━━━━━ Entries ━━━━━

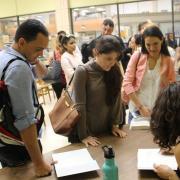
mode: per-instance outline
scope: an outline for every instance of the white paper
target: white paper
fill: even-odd
[[[136,117],[131,120],[129,129],[149,129],[150,118],[147,117]]]
[[[174,155],[163,155],[160,149],[138,149],[137,167],[141,170],[153,170],[154,164],[164,164],[176,170],[178,165]]]
[[[97,162],[92,159],[86,148],[64,153],[55,153],[52,154],[52,158],[54,161],[58,161],[58,163],[55,164],[57,177],[99,169]]]

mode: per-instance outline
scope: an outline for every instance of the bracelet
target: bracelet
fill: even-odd
[[[142,109],[142,107],[143,107],[143,105],[140,105],[140,106],[138,107],[138,110],[141,110],[141,109]]]

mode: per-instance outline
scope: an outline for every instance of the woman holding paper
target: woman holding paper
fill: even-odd
[[[123,80],[122,99],[129,102],[129,120],[135,112],[150,117],[160,89],[174,81],[174,65],[163,34],[151,25],[144,30],[141,52],[131,56]]]
[[[120,49],[115,36],[101,36],[96,42],[95,59],[76,69],[73,93],[81,118],[69,137],[70,142],[97,146],[98,135],[110,132],[126,136],[121,119],[122,75],[117,63]]]
[[[163,179],[180,178],[180,82],[172,83],[159,94],[151,115],[151,131],[154,141],[161,148],[173,150],[178,170],[161,164],[154,171]]]

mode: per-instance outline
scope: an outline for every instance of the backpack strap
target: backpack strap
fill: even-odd
[[[25,61],[24,59],[22,59],[22,58],[20,58],[20,57],[15,57],[15,58],[11,59],[11,60],[7,63],[7,65],[5,66],[5,68],[3,69],[3,71],[2,71],[2,76],[1,76],[1,81],[4,80],[5,73],[6,73],[7,68],[9,67],[9,65],[10,65],[12,62],[16,61],[16,60],[24,61],[24,62],[30,67],[30,65],[29,65],[29,63],[28,63],[27,61]],[[36,88],[35,88],[34,82],[33,82],[33,84],[32,84],[32,91],[33,91],[34,107],[38,107],[38,106],[39,106],[39,100],[38,100],[38,96],[37,96],[37,92],[36,92]],[[37,102],[37,103],[36,103],[36,102]]]

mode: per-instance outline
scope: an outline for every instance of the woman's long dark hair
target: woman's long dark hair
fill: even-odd
[[[150,121],[154,141],[163,148],[176,145],[180,136],[180,82],[163,89],[155,103]]]
[[[157,26],[151,25],[144,30],[143,35],[142,35],[142,53],[143,54],[149,54],[148,50],[146,49],[146,46],[145,46],[145,38],[146,37],[157,37],[160,40],[162,40],[160,53],[165,56],[170,56],[165,38],[164,38],[161,30]]]
[[[118,38],[113,35],[101,36],[97,40],[95,48],[99,54],[117,52],[119,55],[121,55],[122,49]],[[118,64],[115,64],[109,71],[104,72],[104,82],[106,85],[106,103],[110,106],[116,102],[117,97],[120,95],[122,75]]]

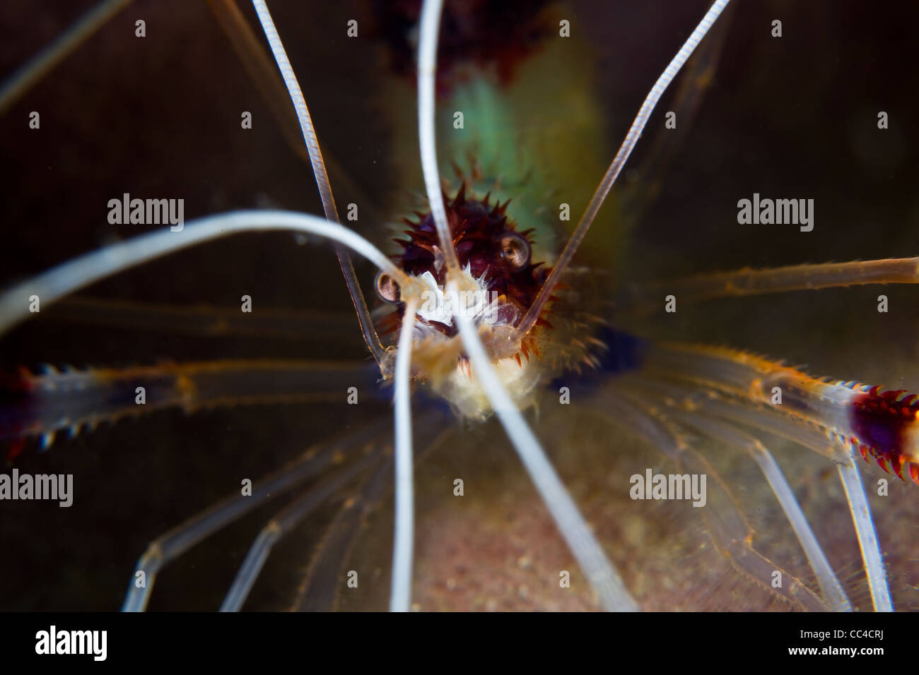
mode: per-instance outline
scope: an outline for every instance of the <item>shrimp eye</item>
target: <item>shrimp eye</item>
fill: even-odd
[[[393,303],[399,301],[399,286],[389,275],[378,272],[376,287],[377,295],[380,296],[380,299],[383,302]]]
[[[505,232],[498,242],[502,259],[515,272],[529,264],[529,242],[516,232]]]

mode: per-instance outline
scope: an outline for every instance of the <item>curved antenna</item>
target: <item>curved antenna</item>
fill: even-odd
[[[58,63],[69,56],[130,0],[105,0],[84,14],[58,39],[32,57],[0,87],[0,115],[19,100]]]
[[[306,107],[306,99],[303,98],[303,92],[297,82],[293,68],[290,67],[290,61],[288,59],[284,44],[278,35],[275,22],[271,18],[268,7],[265,0],[252,0],[255,14],[262,24],[262,30],[268,40],[271,53],[275,57],[278,68],[284,78],[288,93],[290,95],[290,101],[297,111],[297,119],[300,121],[300,129],[303,133],[303,141],[310,153],[310,163],[312,165],[312,174],[316,178],[316,186],[319,188],[319,197],[323,200],[323,210],[325,211],[325,218],[332,222],[340,223],[338,219],[338,209],[335,208],[335,199],[332,195],[332,185],[329,183],[329,174],[325,171],[325,163],[323,162],[323,152],[319,149],[319,141],[316,139],[316,129],[312,126],[312,118],[310,117],[310,109]],[[354,272],[354,265],[351,263],[351,256],[344,249],[336,246],[335,253],[338,254],[338,263],[345,276],[345,283],[347,284],[348,293],[351,295],[351,301],[354,303],[354,309],[357,314],[357,321],[360,323],[360,331],[364,334],[367,346],[373,354],[373,357],[378,364],[383,360],[383,345],[380,342],[380,336],[373,327],[373,320],[370,318],[370,310],[367,307],[367,300],[360,290],[357,283],[357,276]]]
[[[24,281],[0,294],[0,333],[29,315],[29,297],[53,302],[78,288],[135,265],[195,244],[239,232],[292,230],[331,239],[370,261],[399,284],[403,298],[424,287],[357,232],[323,218],[293,211],[231,211],[185,223],[181,231],[161,230],[104,246]]]
[[[448,294],[458,292],[455,284],[448,283],[447,287]],[[581,515],[577,504],[559,475],[555,473],[539,442],[495,375],[471,320],[461,309],[455,316],[475,377],[482,383],[482,388],[501,421],[501,425],[514,444],[533,485],[568,544],[569,550],[599,597],[601,605],[607,612],[638,612],[638,604],[629,593],[622,578],[607,557],[603,546],[590,531],[587,522]]]
[[[395,367],[395,534],[390,612],[408,612],[412,604],[412,554],[414,550],[414,488],[412,467],[412,337],[416,299],[405,303]]]
[[[657,106],[657,102],[660,100],[661,96],[673,81],[674,77],[676,76],[676,73],[679,72],[680,68],[683,67],[683,64],[686,63],[686,59],[688,59],[690,54],[692,54],[696,46],[699,43],[699,41],[701,41],[702,38],[705,37],[709,28],[710,28],[712,24],[715,23],[719,15],[720,15],[724,7],[727,6],[728,2],[729,0],[715,1],[702,20],[699,21],[696,29],[692,31],[692,35],[690,35],[686,41],[683,43],[680,51],[676,52],[676,56],[673,58],[670,64],[664,70],[664,73],[661,73],[661,76],[657,78],[657,82],[654,83],[654,86],[651,88],[651,91],[644,99],[644,103],[642,103],[641,107],[639,108],[638,115],[635,116],[635,120],[632,122],[631,128],[629,129],[629,133],[626,134],[625,141],[623,141],[622,145],[619,146],[618,152],[617,152],[616,157],[613,158],[613,163],[607,170],[607,174],[603,176],[603,180],[600,181],[600,185],[597,186],[596,191],[594,192],[594,196],[591,197],[590,203],[587,204],[587,208],[581,217],[580,222],[578,222],[577,227],[574,229],[571,238],[568,240],[568,243],[565,244],[565,248],[562,250],[558,261],[556,261],[555,266],[552,267],[552,271],[546,278],[545,283],[543,283],[542,288],[539,289],[539,294],[533,301],[533,305],[524,316],[523,321],[520,321],[520,325],[517,327],[517,334],[519,337],[522,338],[529,332],[536,324],[537,320],[539,318],[539,313],[542,311],[542,308],[549,300],[550,296],[552,295],[552,291],[555,289],[556,285],[558,285],[559,278],[562,274],[564,274],[565,270],[568,269],[568,265],[571,264],[572,258],[574,257],[574,253],[577,251],[577,247],[581,245],[581,242],[584,240],[584,235],[587,234],[587,230],[590,229],[591,224],[594,222],[594,219],[596,217],[597,211],[599,211],[600,207],[603,206],[604,199],[607,198],[607,195],[609,194],[609,190],[616,182],[616,178],[618,176],[619,172],[622,171],[622,167],[625,166],[626,162],[629,160],[629,155],[630,155],[632,150],[635,149],[635,144],[638,142],[638,139],[641,135],[641,131],[644,130],[644,127],[648,123],[648,118],[651,117],[651,113],[654,109],[654,107]]]
[[[434,133],[434,85],[437,68],[437,32],[443,0],[425,0],[421,8],[421,30],[418,39],[418,142],[421,146],[421,171],[431,207],[431,216],[437,230],[437,240],[447,264],[447,278],[460,273],[460,260],[453,247],[453,235],[447,222],[447,209],[437,172],[437,150]]]

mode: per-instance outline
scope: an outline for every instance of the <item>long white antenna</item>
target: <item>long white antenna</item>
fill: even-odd
[[[412,556],[414,551],[414,488],[412,467],[412,338],[415,299],[405,303],[395,366],[395,534],[392,541],[391,612],[408,612],[412,603]]]
[[[369,260],[399,284],[403,298],[424,292],[380,249],[357,232],[318,216],[292,211],[232,211],[185,223],[181,231],[160,230],[111,244],[59,264],[0,294],[0,333],[29,316],[29,298],[54,300],[106,276],[182,249],[240,232],[275,230],[315,234],[347,246]]]
[[[609,190],[616,182],[616,178],[618,176],[619,172],[622,171],[622,167],[625,166],[625,163],[629,159],[629,155],[630,155],[632,150],[635,149],[635,144],[638,142],[639,137],[644,130],[644,126],[648,123],[648,118],[651,117],[652,111],[654,109],[654,107],[657,106],[657,102],[660,100],[661,95],[664,94],[664,91],[670,84],[674,77],[676,76],[680,68],[682,68],[683,64],[686,63],[686,59],[689,58],[697,45],[698,45],[702,38],[705,37],[705,34],[709,32],[709,28],[711,28],[712,24],[715,23],[715,20],[727,6],[728,0],[716,0],[715,4],[711,6],[711,8],[708,11],[708,13],[706,13],[702,20],[699,21],[696,29],[692,31],[692,35],[690,35],[688,39],[686,39],[686,41],[683,43],[683,46],[680,47],[680,51],[676,52],[676,56],[673,58],[673,61],[671,61],[670,64],[664,68],[661,76],[657,78],[657,82],[654,83],[654,86],[651,88],[651,91],[644,99],[644,103],[642,103],[641,107],[639,108],[638,115],[635,116],[635,120],[632,122],[632,126],[629,129],[629,133],[626,134],[625,141],[623,141],[622,145],[619,146],[619,152],[616,153],[616,157],[613,158],[613,163],[609,165],[609,168],[607,169],[606,175],[603,176],[603,180],[600,181],[600,185],[597,186],[596,191],[594,192],[594,197],[591,197],[590,203],[587,205],[587,208],[581,217],[580,222],[578,222],[577,227],[574,229],[571,238],[568,240],[568,243],[565,244],[565,248],[562,250],[562,254],[555,262],[552,271],[550,273],[546,281],[543,283],[542,287],[539,289],[539,294],[536,297],[536,299],[533,301],[529,310],[520,321],[520,325],[517,326],[520,337],[523,337],[529,332],[530,329],[536,325],[536,321],[539,318],[539,312],[542,311],[543,306],[552,295],[552,291],[559,283],[559,278],[562,274],[564,274],[565,270],[568,269],[568,265],[572,262],[572,258],[574,257],[574,252],[576,252],[578,246],[581,245],[581,242],[584,240],[584,235],[587,234],[587,230],[590,229],[591,223],[594,222],[594,219],[596,217],[597,211],[599,211],[600,207],[603,206],[604,199],[607,198],[607,195],[609,194]]]
[[[447,222],[447,209],[440,191],[437,172],[437,150],[434,132],[434,88],[437,68],[437,32],[443,0],[425,0],[421,8],[421,30],[418,39],[418,142],[421,146],[421,170],[425,189],[431,206],[431,216],[437,229],[437,240],[447,264],[447,278],[459,274],[460,261],[453,247],[453,235]]]

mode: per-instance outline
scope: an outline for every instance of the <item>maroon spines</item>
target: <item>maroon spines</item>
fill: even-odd
[[[908,466],[910,477],[919,484],[919,466],[913,447],[919,414],[919,397],[904,396],[904,389],[881,391],[872,387],[852,399],[849,425],[855,433],[851,439],[866,461],[874,457],[888,473],[893,470],[901,479]]]
[[[490,292],[504,295],[523,313],[533,303],[550,270],[542,263],[532,262],[516,269],[503,257],[502,236],[508,232],[519,235],[527,245],[532,243],[532,231],[516,231],[507,218],[508,203],[492,204],[490,194],[482,199],[467,197],[465,184],[455,198],[451,200],[446,196],[444,198],[460,264],[464,268],[469,265],[476,278],[484,276]],[[430,213],[415,215],[417,220],[403,220],[411,228],[403,231],[408,239],[395,240],[403,249],[402,255],[396,257],[397,264],[414,276],[430,272],[437,284],[443,286],[446,268],[437,257],[439,244],[434,218]]]

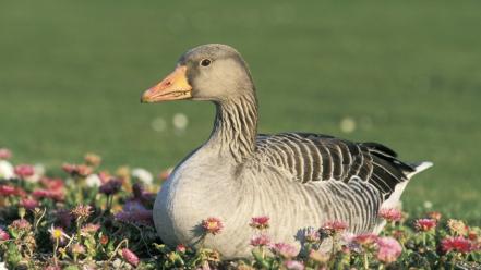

━━━━━

→ **Challenge**:
List every line of the records above that contains the string "target". Case counts.

→ **Result for this task**:
target: white paper
target: bracelet
target: woman holding paper
target: backpack strap
target: woman's long dark hair
target: <item>shrimp eye</item>
target: <item>curved antenna</item>
target: <item>long white antenna</item>
target: <item>maroon spines</item>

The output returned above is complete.